Pull out the rows below, from the first one through the line with "[276,145,330,212]", and copy them word for word.

═════ The input ═════

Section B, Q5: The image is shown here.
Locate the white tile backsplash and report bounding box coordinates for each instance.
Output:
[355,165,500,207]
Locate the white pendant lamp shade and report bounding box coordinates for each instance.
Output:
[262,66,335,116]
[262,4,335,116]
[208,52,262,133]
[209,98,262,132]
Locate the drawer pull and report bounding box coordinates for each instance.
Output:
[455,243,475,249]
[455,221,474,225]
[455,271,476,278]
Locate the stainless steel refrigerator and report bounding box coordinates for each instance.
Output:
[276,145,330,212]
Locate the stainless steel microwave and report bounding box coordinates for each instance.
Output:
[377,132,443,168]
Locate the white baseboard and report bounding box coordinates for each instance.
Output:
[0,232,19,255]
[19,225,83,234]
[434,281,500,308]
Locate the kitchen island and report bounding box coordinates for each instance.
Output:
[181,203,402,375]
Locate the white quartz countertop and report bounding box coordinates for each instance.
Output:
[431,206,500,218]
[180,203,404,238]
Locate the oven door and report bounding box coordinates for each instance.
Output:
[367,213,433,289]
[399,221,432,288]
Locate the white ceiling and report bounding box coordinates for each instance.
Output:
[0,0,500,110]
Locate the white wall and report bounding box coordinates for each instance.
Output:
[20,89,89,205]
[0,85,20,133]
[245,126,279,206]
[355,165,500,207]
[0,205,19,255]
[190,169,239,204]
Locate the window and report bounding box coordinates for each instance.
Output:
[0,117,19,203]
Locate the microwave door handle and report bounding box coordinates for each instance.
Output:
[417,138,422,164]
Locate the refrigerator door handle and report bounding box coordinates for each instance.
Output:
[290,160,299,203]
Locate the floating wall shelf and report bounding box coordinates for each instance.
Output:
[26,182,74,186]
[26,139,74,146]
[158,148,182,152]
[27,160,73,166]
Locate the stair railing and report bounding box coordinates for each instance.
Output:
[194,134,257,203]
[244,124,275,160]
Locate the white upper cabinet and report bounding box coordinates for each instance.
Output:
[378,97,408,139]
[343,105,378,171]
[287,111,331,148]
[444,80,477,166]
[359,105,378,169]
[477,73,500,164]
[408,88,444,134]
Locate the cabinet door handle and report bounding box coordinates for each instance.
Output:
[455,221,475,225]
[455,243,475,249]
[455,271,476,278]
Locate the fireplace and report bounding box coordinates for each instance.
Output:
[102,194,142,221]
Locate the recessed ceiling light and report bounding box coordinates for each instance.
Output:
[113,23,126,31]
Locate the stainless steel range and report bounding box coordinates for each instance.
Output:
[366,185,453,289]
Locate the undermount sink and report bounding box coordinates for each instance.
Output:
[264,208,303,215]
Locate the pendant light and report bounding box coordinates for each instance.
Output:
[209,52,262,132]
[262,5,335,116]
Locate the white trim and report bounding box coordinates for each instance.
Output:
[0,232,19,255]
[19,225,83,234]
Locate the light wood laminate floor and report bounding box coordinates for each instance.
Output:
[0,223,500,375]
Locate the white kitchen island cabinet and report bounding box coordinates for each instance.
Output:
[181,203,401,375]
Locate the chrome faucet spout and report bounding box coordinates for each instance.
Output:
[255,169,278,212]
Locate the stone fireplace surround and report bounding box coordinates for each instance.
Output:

═════

> **Full output**
Section B, Q5: The image is shown here.
Locate the white tile backsplash and report bounding box coordinates for each instance.
Output:
[355,165,500,207]
Locate the white pendant lamp shade and report bounding box coordinates for each instance.
Output:
[262,66,335,116]
[262,4,335,116]
[208,52,262,133]
[209,98,262,132]
Locate the drawer pull and report bounding box coordinates for each instance.
Output:
[455,243,475,249]
[455,221,474,225]
[455,271,476,278]
Locate the stainless steel refrigerator and report bounding box coordinates for each instance.
Output:
[276,145,330,212]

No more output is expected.